*** Records supplied

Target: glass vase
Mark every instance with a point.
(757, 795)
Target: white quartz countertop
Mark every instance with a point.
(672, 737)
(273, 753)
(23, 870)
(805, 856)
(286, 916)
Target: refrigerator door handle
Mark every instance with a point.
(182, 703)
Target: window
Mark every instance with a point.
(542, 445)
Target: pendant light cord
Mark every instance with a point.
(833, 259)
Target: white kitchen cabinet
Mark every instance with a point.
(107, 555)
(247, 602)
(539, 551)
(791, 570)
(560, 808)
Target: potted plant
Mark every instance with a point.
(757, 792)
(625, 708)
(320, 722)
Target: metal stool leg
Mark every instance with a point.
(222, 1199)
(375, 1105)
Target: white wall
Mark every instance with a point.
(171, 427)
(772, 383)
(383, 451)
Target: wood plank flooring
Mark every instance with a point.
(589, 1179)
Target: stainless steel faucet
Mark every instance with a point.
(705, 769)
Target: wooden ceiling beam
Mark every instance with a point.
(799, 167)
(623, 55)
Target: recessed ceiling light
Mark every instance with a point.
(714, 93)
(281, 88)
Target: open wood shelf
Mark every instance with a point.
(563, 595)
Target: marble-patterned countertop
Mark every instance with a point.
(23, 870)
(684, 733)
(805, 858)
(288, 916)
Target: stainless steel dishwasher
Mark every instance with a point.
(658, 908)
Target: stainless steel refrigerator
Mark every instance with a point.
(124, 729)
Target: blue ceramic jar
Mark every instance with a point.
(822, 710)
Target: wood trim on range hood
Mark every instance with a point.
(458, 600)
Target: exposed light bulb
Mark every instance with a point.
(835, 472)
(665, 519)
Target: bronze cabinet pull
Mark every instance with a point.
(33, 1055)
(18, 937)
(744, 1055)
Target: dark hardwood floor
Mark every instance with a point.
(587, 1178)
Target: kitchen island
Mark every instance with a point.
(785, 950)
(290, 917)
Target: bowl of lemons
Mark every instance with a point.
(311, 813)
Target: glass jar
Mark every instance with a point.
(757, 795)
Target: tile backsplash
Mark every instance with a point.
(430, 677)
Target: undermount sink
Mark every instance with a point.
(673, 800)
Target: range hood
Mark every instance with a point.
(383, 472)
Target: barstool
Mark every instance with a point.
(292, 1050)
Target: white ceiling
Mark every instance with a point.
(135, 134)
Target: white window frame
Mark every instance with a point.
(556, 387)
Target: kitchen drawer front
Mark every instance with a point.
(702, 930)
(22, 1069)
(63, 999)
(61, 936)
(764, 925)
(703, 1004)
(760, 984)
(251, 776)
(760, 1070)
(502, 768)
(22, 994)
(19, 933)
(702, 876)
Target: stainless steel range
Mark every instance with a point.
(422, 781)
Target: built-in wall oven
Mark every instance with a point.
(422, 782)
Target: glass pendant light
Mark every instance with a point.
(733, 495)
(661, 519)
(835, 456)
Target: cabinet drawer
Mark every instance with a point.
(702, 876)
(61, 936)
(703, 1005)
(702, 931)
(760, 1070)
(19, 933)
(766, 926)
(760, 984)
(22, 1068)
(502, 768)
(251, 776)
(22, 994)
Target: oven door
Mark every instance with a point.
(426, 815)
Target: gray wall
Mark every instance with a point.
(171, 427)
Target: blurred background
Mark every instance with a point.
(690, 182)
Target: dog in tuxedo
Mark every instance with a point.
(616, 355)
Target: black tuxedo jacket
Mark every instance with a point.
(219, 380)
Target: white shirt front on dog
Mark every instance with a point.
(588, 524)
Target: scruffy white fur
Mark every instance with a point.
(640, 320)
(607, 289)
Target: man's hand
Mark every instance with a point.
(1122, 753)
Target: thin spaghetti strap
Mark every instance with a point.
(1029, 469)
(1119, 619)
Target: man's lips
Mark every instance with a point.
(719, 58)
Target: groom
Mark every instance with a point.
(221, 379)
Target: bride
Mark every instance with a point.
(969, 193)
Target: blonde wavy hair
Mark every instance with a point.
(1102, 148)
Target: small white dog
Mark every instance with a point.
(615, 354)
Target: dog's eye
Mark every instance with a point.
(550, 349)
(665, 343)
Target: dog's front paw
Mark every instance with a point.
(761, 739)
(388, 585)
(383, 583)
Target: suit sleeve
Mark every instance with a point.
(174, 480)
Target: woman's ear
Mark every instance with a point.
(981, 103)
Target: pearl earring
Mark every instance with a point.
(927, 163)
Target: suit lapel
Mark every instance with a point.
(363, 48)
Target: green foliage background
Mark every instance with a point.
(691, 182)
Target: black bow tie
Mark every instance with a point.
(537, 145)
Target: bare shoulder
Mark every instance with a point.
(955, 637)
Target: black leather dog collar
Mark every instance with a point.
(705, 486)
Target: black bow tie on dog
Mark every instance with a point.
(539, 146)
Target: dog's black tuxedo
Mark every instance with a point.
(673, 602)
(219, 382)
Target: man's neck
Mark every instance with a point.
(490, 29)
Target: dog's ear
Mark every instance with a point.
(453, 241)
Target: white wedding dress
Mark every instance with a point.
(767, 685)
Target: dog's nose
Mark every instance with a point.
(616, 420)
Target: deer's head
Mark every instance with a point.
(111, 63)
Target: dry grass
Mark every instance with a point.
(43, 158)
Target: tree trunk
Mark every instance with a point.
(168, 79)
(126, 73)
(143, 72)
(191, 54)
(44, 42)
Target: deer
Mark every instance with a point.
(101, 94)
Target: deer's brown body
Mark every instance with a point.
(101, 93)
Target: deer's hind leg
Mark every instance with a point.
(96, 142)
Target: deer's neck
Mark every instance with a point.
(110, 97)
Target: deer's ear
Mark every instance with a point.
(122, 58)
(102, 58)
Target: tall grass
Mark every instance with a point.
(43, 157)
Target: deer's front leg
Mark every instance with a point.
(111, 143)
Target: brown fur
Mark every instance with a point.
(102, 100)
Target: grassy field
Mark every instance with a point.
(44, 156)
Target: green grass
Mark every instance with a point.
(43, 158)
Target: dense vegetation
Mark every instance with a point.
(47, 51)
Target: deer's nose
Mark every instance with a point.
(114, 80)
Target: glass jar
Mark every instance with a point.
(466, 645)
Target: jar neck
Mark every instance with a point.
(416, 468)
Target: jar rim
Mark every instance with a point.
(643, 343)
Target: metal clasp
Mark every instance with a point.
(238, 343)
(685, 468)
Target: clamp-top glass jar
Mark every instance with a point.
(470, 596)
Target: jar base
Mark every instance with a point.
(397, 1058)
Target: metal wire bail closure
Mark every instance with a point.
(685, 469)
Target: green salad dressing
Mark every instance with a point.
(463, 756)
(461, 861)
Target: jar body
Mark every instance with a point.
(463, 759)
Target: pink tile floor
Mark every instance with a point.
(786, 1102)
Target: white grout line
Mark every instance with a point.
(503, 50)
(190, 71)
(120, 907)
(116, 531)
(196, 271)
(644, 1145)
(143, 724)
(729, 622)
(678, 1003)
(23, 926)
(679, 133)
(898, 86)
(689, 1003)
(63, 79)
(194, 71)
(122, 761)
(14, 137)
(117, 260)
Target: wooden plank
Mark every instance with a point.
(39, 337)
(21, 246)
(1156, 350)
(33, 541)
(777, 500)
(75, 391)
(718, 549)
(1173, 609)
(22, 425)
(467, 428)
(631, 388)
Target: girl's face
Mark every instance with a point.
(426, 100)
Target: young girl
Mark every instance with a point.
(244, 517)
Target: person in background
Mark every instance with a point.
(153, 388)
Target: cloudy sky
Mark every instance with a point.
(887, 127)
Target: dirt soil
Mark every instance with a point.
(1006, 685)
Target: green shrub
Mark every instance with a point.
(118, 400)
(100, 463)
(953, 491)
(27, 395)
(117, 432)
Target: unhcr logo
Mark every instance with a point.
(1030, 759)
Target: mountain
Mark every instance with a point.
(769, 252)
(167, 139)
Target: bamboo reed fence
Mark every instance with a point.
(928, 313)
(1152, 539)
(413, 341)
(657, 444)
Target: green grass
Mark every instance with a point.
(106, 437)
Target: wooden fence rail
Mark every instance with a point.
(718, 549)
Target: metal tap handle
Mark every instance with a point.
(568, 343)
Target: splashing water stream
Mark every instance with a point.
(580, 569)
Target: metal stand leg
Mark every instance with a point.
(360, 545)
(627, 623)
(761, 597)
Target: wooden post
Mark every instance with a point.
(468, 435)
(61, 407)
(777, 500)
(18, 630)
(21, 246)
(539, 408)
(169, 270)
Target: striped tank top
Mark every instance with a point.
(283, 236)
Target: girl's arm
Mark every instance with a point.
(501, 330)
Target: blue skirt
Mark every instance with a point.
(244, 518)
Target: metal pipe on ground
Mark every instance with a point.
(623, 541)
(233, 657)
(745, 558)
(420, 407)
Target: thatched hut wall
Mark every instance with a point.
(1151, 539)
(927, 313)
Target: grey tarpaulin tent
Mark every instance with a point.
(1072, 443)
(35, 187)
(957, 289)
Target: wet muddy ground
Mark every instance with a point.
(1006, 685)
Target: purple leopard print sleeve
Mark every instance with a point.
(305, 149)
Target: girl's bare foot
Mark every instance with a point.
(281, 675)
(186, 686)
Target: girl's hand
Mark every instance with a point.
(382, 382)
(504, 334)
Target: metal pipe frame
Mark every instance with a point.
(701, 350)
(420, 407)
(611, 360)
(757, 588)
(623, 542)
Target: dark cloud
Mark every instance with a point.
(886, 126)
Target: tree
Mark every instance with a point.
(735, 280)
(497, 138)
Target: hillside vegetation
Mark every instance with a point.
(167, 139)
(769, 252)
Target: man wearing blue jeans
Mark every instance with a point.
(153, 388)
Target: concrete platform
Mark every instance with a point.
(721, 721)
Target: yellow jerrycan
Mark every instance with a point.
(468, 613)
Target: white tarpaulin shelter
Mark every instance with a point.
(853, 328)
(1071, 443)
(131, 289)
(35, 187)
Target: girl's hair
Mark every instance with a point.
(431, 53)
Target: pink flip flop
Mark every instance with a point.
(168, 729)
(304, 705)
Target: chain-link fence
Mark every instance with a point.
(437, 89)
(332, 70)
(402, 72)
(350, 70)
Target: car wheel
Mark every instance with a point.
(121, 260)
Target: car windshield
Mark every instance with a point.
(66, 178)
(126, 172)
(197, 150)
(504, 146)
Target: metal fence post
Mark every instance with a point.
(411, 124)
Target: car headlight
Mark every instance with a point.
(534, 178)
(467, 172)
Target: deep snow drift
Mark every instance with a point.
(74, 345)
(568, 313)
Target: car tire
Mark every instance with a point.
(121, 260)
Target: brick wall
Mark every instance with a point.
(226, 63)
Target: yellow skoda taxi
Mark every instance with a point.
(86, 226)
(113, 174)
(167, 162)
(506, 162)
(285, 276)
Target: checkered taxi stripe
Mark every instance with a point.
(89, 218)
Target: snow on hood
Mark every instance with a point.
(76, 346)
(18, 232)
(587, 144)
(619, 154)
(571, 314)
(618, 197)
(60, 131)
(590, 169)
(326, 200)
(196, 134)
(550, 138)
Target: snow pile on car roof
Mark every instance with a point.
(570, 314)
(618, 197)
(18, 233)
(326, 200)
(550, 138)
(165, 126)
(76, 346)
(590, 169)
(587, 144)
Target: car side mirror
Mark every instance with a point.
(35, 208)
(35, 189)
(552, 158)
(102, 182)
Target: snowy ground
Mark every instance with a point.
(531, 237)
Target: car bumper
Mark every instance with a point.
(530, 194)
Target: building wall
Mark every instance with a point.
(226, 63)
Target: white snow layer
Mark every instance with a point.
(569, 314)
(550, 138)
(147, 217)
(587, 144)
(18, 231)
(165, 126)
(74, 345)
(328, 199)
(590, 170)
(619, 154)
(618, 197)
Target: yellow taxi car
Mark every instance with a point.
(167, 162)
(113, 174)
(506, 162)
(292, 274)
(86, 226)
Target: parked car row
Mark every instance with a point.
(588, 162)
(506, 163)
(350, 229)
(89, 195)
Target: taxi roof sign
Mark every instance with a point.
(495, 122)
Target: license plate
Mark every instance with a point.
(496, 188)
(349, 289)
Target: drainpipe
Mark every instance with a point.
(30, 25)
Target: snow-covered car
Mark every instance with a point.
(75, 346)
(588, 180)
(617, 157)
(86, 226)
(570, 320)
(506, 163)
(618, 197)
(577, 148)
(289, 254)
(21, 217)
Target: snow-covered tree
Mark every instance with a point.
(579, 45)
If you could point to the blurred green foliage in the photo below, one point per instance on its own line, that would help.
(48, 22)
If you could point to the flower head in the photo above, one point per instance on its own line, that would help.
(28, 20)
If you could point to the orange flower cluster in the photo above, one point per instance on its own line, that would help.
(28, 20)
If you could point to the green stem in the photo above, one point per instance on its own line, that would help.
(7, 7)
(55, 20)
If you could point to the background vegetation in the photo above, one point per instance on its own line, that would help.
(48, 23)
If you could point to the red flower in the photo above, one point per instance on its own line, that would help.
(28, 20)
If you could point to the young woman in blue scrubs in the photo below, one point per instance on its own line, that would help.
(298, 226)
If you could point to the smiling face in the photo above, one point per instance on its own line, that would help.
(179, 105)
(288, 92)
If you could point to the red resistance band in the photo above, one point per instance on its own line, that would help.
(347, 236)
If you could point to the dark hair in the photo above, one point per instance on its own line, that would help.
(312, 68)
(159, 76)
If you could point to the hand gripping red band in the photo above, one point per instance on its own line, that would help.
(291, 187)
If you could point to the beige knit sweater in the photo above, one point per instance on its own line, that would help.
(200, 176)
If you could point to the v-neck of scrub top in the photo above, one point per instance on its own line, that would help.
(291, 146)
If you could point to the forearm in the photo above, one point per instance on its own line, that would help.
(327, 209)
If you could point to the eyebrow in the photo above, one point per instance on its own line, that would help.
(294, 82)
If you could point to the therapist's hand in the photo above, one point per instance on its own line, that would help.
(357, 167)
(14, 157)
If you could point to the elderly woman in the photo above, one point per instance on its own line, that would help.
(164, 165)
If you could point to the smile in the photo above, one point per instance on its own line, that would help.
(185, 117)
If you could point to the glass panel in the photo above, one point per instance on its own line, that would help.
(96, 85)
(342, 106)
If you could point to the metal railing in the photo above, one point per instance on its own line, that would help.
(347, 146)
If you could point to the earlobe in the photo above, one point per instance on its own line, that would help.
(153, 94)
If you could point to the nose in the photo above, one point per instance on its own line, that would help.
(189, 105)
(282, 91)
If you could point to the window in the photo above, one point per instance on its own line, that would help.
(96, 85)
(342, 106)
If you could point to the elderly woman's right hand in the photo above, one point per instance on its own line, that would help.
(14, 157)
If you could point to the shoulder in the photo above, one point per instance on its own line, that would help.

******

■ **Task to carry out**:
Reproduce verbatim the lines of the listing above, from the line containing "If you could point to the window" through the final line of the listing, including both.

■ **Written solution**:
If you could point to the window in the photo above, one point per instance on its own line, that would help.
(96, 85)
(342, 106)
If you could point to the elderly woman's right hand in the photo above, one point per instance on its own line, that would help.
(14, 157)
If you could point to the shoulder in the photo above, one point per instance on its own line, that would help.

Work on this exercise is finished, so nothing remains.